--- begin ENTRIES ---

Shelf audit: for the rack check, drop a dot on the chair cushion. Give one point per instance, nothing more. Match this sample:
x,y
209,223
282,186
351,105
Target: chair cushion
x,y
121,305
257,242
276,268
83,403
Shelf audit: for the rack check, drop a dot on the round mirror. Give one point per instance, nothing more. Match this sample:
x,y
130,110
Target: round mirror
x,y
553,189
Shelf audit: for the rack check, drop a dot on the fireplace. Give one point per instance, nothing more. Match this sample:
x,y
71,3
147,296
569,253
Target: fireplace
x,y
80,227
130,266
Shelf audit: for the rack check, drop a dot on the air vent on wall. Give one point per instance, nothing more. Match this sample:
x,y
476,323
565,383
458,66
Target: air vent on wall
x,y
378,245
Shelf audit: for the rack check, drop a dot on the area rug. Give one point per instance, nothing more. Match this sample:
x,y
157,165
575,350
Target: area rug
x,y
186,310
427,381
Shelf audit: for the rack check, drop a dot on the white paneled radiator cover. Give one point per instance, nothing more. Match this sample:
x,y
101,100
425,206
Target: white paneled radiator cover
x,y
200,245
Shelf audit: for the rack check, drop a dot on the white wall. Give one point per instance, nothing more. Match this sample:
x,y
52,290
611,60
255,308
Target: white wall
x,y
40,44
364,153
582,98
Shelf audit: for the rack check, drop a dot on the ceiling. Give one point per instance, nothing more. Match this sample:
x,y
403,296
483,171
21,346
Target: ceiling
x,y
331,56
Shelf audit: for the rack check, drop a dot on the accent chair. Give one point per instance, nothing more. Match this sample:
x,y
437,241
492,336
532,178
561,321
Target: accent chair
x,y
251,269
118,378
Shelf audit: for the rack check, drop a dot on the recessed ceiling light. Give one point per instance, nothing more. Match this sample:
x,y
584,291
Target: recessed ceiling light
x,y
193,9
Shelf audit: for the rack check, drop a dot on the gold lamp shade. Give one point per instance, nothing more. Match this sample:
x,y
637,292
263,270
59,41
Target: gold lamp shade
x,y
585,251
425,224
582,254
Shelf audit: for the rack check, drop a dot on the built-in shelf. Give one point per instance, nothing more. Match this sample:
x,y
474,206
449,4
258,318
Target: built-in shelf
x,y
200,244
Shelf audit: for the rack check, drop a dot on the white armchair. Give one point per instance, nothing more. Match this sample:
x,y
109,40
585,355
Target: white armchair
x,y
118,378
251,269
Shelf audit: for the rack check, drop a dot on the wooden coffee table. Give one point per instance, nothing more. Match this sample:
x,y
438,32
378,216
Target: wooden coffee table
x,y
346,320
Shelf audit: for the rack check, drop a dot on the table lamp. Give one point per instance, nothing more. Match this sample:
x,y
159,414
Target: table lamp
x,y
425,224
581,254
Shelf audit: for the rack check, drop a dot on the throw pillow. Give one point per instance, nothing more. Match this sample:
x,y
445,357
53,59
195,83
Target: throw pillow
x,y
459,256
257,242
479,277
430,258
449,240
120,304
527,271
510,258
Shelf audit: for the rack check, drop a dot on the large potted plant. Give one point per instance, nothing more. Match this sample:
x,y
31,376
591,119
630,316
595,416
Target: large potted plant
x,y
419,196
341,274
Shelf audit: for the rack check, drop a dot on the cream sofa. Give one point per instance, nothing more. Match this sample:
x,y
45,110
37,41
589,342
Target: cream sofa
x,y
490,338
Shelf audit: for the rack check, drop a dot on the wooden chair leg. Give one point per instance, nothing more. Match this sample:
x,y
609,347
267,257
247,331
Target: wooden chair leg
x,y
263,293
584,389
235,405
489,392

--- end ENTRIES ---

_DIRECTIVE_
Give the data again, exactly as it stands.

_RESULT_
Shelf audit: for the rack check, drop a dot on the chair cushion. Give one point per instance, nothing more. Match this sample:
x,y
209,223
282,186
351,105
Target: chair cushion
x,y
121,305
257,242
276,268
83,403
Shelf audit: for the rack check, drop a dot on the round mirror. Give one point per instance, nothing more. Match this sample:
x,y
130,110
Target: round mirror
x,y
553,189
Shelf audit: for the rack check, drop a dot on the fireplace. Give one point per instance, nothing more. Match this sample:
x,y
71,3
147,296
569,253
Target: fireplace
x,y
80,227
130,266
Shelf audit: for the rack check, drop a dot on the air vent on wall. Give one point per instance, nothing more. Match this sample:
x,y
476,323
565,383
458,66
Target: air vent on wall
x,y
378,245
Shelf audit: for the rack check, drop a dot on the area rug. Give one point per instance, nothing more. Match this sample:
x,y
157,165
575,350
Target: area rug
x,y
186,310
427,381
Shelf audit: for the rack check, drop a dot on the white paneled radiator cover. Give one point per instance, nothing more. Match this sample:
x,y
101,100
425,206
Target: white paneled radiator cover
x,y
200,245
Shelf audit: for the rack check, drop a dot on the white wall. Give one point per instance, nothing more. Match this sample:
x,y
52,290
611,60
255,308
Target: white wall
x,y
40,44
364,153
582,98
Shelf audit: for the rack check, drop a dot on the ceiling. Give one point per instance, nothing more. Match this sample:
x,y
403,296
483,171
21,346
Target: ceiling
x,y
331,56
Shelf audit: for the rack check, drop a dot on the accent chair. Give one point per instance, nothing more. Match this sample:
x,y
437,241
492,336
532,178
561,321
Target: accent chair
x,y
251,269
118,378
Shelf audit: for the rack check, drop a dot on the recessed ceiling light. Give one point per instance, nothing more. Match this sample:
x,y
584,291
Target: recessed ceiling light
x,y
193,9
Shelf audit: for the rack check, drop a dot on the gold lamp shade. Give one point per instance, nothing more. Match this sample:
x,y
637,292
263,270
59,41
Target: gold lamp shade
x,y
585,251
425,224
582,254
Shelf audit: for the rack check, drop a dot on the built-in shelf. Give one point per instance, nothing more. Match this sample:
x,y
474,206
449,4
258,318
Target: built-in shelf
x,y
200,244
Shelf audit: for the rack check, drop a dot on the white armchair. Give one point per instance, nothing more. Match this sample:
x,y
109,40
585,355
Target: white armchair
x,y
118,378
251,269
Shelf audit: for the rack check, drop a dot on the wooden coffee table. Give one point per instance, nothing more. Match this sample:
x,y
438,32
378,216
Target: wooden coffee table
x,y
346,320
Shelf audit: for the rack check, drop a dot on the table lamp. Give one point per instance, nothing more. Match this sample:
x,y
159,414
Target: table lamp
x,y
425,224
581,254
Shelf audit: for the rack check, drop a dot on the throw pillow. Give one point per instance, nothing more. Match this sample:
x,y
445,357
53,59
195,83
Target: throw pillow
x,y
459,256
257,242
479,277
430,258
449,240
120,304
527,271
510,258
Shelf audit: for the rack check, drop a dot on the large potted plant. Give one point per instance, nothing more. Match this sample:
x,y
31,376
591,119
630,316
595,416
Target: large potted plant
x,y
419,196
341,274
Shelf audit: for the rack check, drop a dot on the cream sofa. Give one point per instance, nothing more. Match this sample:
x,y
45,110
37,41
589,342
Target: cream sofa
x,y
490,338
Shelf audit: for the rack check, drop a dot on the wooden chair leg. Give one point per instance, nothing more. Match this sample:
x,y
609,347
267,257
247,331
Target: wooden chair leg
x,y
263,293
584,389
235,405
489,392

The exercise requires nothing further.